Directive: Identify each line below that contains the word "black", and copy those lines.

[Coordinate annotation entries]
-*-

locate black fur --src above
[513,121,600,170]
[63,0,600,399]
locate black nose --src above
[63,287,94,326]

-*-

In response:
locate black fur --src above
locate black nose --src above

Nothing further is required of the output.